2) Avoid prologues: they can be annoying, especially a prologue following an introduction that comes after a foreword. But these are ordinarily found in non-fiction. A prologue in a novel is backstory, and you can drop it in anywhere you want. There is a prologue in John Steinbeck's Sweet Thursday, but it's OK because a character in the book makes the point of what my rules are all about. He says: "I like a lot of talk in a book and I don't like to have nobody tell me what the guy that's talking looks like. I want to figure out what he looks like from the
way he talks."


3) Never use a verb other than "said" to carry dialogue. The line of dialogue belongs to the character; the verb is the writer sticking his nose in. But "said" is far less intrusive than "grumbled", "gasped", "cautioned", "lied". I once noticed Mary McCarthy ending a line of dialogue with "she asseverated" and had to stop reading and go to the dictionary.

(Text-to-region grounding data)
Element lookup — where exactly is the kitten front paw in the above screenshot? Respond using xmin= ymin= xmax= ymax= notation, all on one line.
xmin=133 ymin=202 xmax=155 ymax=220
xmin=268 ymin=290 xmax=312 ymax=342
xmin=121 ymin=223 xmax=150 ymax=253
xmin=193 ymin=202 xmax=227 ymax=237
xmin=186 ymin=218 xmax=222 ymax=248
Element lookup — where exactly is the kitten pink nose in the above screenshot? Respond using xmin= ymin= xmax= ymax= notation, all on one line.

__REQUIRED ACTION 1__.
Answer these questions from the passage on writing rules:
(a) Which John Steinbeck book contains a prologue?
(b) What phrase did Mary McCarthy use to end a line of dialogue?
(c) What did that phrase make the writer stop reading to do?
__REQUIRED ACTION 2__. List every verb that the passage on writing rules calls far more intrusive than "said."
__REQUIRED ACTION 3__. Output the portion of the passage on writing rules that opens with the words containing "3) Never use" and closes with "to the dictionary.".
Use only the passage on writing rules to answer.

__YOUR SOLUTION 1__.
(a) Sweet Thursday
(b) "she asseverated"
(c) Go to the dictionary.

__YOUR SOLUTION 2__. grumbled, gasped, cautioned, lied

__YOUR SOLUTION 3__.
3) Never use a verb other than "said" to carry dialogue. The line of dialogue belongs to the character; the verb is the writer sticking his nose in. But "said" is far less intrusive than "grumbled", "gasped", "cautioned", "lied". I once noticed Mary McCarthy ending a line of dialogue with "she asseverated" and had to stop reading and go to the dictionary.